----- DATASET RECORDS
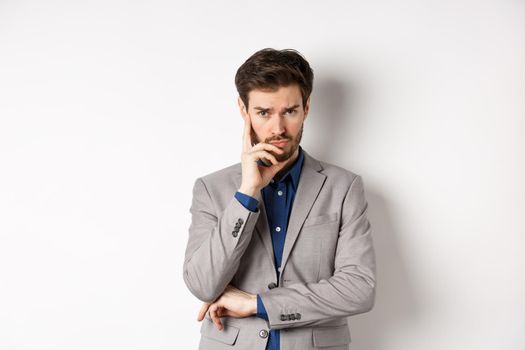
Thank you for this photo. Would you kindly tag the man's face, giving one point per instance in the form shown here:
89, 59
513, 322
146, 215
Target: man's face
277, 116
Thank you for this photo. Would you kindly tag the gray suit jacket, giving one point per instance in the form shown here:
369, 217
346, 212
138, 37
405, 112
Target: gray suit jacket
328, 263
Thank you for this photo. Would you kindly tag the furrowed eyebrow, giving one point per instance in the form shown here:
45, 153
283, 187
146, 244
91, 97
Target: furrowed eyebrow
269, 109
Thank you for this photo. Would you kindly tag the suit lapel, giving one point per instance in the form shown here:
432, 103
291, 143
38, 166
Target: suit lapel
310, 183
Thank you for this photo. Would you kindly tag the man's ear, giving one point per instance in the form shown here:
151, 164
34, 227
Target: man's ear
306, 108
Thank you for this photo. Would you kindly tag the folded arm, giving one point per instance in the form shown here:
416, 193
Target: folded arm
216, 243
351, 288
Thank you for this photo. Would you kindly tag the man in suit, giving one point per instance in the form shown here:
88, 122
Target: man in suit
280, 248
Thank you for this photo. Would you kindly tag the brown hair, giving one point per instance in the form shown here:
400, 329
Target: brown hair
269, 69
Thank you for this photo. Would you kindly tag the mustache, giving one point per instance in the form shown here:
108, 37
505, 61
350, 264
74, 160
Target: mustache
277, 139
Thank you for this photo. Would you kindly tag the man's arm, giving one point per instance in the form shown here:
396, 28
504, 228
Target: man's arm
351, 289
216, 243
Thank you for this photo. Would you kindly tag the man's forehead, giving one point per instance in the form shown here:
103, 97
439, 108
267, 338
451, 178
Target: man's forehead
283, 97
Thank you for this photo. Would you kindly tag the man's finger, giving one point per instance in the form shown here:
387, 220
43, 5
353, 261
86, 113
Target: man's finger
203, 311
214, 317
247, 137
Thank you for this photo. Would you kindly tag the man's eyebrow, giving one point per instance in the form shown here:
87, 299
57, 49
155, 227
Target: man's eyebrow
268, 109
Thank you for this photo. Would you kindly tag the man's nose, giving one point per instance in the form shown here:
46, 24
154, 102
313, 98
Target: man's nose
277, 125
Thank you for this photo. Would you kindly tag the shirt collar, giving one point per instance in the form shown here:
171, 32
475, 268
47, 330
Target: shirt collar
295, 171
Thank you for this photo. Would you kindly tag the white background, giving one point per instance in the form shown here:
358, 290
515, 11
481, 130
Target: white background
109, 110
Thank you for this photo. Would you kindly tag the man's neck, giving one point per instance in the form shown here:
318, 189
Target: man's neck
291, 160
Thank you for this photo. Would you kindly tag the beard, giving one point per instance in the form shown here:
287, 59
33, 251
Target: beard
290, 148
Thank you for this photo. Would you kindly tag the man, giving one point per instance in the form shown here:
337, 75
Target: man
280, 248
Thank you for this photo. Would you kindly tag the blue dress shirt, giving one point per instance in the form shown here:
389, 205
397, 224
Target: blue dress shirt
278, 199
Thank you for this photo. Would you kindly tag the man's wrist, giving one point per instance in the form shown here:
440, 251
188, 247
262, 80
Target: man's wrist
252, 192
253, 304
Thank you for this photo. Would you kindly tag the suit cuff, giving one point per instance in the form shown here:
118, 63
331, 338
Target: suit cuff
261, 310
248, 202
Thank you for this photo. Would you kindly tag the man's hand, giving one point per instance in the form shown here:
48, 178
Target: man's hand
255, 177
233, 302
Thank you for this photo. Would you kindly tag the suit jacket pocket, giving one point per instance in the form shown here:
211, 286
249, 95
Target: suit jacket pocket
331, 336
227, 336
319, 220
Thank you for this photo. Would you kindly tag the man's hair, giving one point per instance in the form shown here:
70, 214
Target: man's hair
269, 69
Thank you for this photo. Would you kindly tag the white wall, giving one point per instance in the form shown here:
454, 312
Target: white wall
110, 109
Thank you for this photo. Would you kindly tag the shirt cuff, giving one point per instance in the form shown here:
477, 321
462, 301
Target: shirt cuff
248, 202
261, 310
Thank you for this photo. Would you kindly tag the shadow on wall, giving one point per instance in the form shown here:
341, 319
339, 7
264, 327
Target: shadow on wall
----------
## EXERCISE AIM
Rewrite every item above with "Target" changed to "Label" and everything else unchanged, leaving out the pictures.

## REPLY
Thank you for this photo. Would you kindly tag the man's face, giving one point per instance in the form shown here:
89, 59
513, 322
146, 215
Label: man's face
277, 116
Thank you for this photo. Would you kindly tag the gray suit jacket, giving one point per instance in the form shown here:
369, 217
346, 212
138, 37
405, 112
Label: gray suit jacket
328, 263
Thank you for this photo. Would you kindly tag the furrowed eyebrow, giving one point per instance in the form shown here:
45, 153
283, 187
146, 244
91, 97
Label: furrowed eyebrow
269, 109
Thank you for this photo. Would you kindly tag the suit lapel, giving one point per instance in the form shown here:
432, 103
291, 143
38, 166
Label: suit lapel
310, 183
Thank you for this photo. Would you kindly tag the man's ear, giving one point per instance in the form shown here:
151, 164
34, 227
Label: man's ear
306, 108
Thank you for this photo. Would you kindly tag the folded arm, giving one point per instance in the form shown here:
416, 193
Label: folded arm
216, 243
351, 288
Thank you for this photo. Would you kindly tag the man in suit, giving one point per instance in the form shown here:
88, 122
Label: man in suit
280, 248
Thank you for this photo. Would you kindly tag the brown hair, giving one point per instance in the form shown here:
400, 329
Label: brown hair
269, 69
Thank you for this photo. Would you kindly tag the mustache, giving one point per instance in the form shown here:
108, 37
505, 61
350, 264
74, 160
Label: mustache
277, 139
Thank you for this photo. Would you kindly tag the man's arm, giving one point per instance in the form shown here:
396, 28
504, 228
Label: man's arm
351, 289
216, 243
Thank you for this photo. Would you kindly tag the man's forehead, giving one point per instance in the form shown here:
103, 97
439, 108
267, 338
451, 178
Label: man's forehead
283, 97
Thank you for this photo. Would you kindly tag the man's finger, giving one point per instance in the form shown here:
387, 220
43, 5
353, 261
86, 113
Label: man's finger
203, 311
214, 317
247, 137
Thank you for this photo. Would you kindly tag the man's eyebrow, giving one point per instance in the form shown here:
87, 299
57, 49
155, 227
Label: man's eyebrow
268, 109
Thank you for this photo. Would you kindly tag the man's nose, giving one point per instance in the form shown here:
46, 24
154, 102
313, 98
Label: man's nose
277, 125
Thank you for this photo. Would you kindly tag the shirt collar, giving one point per instance in the form shown here:
171, 32
475, 268
47, 330
Label: shirt collar
295, 171
Thank you for this photo. Would you kindly tag the white background, giving one point per instance in the form shown here:
358, 290
515, 11
481, 130
Label: white background
109, 110
Thank you for this photo. Would you kindly tag the man's neck, giving one point per instance in the form shown here:
318, 189
Label: man's neck
291, 160
Thank you for this photo. Would you kindly tag the beard, giving one point per instance in the form shown here:
287, 59
33, 251
Label: beard
290, 148
Thank you for this photo. Would you kindly tag the man, giving one point per instance in the form shown here:
337, 75
Label: man
280, 248
Thank you for this photo. Would you kindly tag the blue dress shirt, giving one point per instance in the form shown here:
389, 205
397, 224
Label: blue dress shirt
278, 199
Thank you for this photo. Would you kindly tag the man's wrist, giving one point per instance in the form shown here:
440, 251
188, 247
262, 80
Label: man's wrist
252, 192
253, 304
Thank you for this photo. Would you kindly tag the suit cuff, giving one point per instance in the form shown here:
118, 63
331, 338
Label: suit cuff
261, 310
248, 202
Thank you for this photo. Would you kindly tag the man's hand, giving one point per instance in the form shown here:
48, 178
Label: man's hand
255, 177
233, 302
Thank you for this photo. Would you kindly tag the suit jacket pocket, giving one point per instance in the form shown here:
211, 286
249, 95
Label: suit jacket pocket
331, 336
227, 336
319, 220
Thank you for this photo. Would you kindly tag the man's hair, giving one point per instance in the form shown here:
70, 214
Label: man's hair
269, 69
Thank you for this photo. Would you kindly tag the white wall, giving one point per instance in the form shown here:
454, 312
Label: white wall
110, 109
Thank you for this photo. Would you kindly tag the shirt cuff, giving one point per instance in the form shown here:
477, 321
462, 301
Label: shirt cuff
248, 202
261, 310
Thank you for this photo. Would you kindly tag the shadow on wall, giving one point per instance in the form shown here:
341, 319
339, 7
264, 327
Label: shadow on wall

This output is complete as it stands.